# Activity
Wherever the word "roof" shows up in the data, report the line it sits in.

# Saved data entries
# # # # #

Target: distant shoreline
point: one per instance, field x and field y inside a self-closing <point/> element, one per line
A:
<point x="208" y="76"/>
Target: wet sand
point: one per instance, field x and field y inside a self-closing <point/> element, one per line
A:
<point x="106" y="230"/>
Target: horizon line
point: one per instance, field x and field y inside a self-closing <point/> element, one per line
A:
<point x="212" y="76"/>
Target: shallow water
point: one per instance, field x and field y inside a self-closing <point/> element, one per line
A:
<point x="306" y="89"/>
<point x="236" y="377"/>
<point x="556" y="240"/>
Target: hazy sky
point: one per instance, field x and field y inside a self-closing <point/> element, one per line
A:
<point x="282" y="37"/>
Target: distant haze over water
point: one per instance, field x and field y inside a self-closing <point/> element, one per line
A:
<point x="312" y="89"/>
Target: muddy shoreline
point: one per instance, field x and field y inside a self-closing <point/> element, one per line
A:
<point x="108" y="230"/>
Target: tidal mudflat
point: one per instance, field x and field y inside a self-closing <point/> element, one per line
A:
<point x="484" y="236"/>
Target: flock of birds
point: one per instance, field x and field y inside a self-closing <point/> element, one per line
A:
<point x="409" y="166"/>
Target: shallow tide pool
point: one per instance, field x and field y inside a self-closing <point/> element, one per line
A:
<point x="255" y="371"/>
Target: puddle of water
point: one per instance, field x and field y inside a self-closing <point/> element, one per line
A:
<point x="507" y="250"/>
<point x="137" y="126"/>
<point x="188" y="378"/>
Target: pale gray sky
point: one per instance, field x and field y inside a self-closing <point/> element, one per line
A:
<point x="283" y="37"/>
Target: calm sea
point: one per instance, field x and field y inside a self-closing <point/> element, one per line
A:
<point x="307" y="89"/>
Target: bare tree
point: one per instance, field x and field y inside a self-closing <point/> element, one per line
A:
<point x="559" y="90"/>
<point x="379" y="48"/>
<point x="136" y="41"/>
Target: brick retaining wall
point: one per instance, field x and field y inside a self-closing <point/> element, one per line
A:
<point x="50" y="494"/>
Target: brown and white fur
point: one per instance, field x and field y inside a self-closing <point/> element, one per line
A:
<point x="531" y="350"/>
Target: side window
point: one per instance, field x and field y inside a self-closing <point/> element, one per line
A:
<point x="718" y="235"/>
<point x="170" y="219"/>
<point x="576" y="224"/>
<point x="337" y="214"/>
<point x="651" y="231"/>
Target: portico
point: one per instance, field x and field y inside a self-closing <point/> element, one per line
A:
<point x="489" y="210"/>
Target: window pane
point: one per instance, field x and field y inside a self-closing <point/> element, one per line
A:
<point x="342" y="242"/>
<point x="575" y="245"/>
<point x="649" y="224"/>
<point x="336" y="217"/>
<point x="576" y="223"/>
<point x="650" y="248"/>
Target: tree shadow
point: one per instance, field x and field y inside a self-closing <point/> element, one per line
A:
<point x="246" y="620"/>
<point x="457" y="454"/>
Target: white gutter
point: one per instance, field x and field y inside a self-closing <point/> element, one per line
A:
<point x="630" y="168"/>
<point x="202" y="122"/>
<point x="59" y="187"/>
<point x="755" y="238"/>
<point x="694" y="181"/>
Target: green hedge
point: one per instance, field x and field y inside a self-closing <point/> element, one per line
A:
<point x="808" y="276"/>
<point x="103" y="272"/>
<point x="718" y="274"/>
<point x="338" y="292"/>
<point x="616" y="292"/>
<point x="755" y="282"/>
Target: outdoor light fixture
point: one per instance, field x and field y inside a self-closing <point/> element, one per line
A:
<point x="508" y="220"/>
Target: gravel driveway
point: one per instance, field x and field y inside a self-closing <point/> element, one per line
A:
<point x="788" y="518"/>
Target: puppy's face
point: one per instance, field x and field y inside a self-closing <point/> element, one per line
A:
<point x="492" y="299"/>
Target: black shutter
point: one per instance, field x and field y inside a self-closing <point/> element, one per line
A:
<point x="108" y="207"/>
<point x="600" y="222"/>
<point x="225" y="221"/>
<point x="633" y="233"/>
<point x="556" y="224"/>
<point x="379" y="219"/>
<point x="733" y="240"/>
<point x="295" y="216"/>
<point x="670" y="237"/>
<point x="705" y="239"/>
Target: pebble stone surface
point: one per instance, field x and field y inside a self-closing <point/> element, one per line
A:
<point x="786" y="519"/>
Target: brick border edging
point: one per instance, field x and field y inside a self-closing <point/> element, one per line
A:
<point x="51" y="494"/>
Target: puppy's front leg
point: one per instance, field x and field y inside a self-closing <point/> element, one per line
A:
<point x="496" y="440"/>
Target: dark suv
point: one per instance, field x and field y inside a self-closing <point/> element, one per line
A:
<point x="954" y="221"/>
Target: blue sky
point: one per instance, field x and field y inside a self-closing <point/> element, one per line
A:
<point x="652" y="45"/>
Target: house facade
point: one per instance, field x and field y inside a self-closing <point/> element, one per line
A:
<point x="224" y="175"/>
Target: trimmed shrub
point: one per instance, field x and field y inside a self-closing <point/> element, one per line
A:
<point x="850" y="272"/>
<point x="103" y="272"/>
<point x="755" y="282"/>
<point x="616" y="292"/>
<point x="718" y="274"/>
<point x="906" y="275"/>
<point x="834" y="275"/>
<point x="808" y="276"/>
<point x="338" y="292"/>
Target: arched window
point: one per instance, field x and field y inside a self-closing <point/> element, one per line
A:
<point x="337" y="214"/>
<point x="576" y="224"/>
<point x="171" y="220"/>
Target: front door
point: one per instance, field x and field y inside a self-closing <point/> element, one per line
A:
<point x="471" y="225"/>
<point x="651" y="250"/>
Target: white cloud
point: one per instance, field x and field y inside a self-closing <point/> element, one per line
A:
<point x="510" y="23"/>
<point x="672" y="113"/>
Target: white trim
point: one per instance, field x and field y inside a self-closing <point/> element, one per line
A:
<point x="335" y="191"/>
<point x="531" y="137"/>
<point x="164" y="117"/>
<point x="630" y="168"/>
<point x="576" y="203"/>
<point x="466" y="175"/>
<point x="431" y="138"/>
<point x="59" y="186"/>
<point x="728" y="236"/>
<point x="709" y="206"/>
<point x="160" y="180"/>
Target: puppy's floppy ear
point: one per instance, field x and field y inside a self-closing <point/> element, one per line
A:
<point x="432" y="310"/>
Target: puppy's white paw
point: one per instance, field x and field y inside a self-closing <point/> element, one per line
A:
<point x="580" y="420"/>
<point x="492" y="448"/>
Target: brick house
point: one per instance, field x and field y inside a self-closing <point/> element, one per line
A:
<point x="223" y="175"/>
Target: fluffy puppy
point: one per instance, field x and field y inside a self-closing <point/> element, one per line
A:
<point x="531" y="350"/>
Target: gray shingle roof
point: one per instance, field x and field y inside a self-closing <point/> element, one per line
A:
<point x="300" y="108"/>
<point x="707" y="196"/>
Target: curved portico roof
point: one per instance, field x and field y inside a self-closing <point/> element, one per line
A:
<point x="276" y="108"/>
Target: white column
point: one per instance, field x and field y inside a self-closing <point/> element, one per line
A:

# # # # #

# Result of the task
Target: gray shingle roof
Target: curved portico roof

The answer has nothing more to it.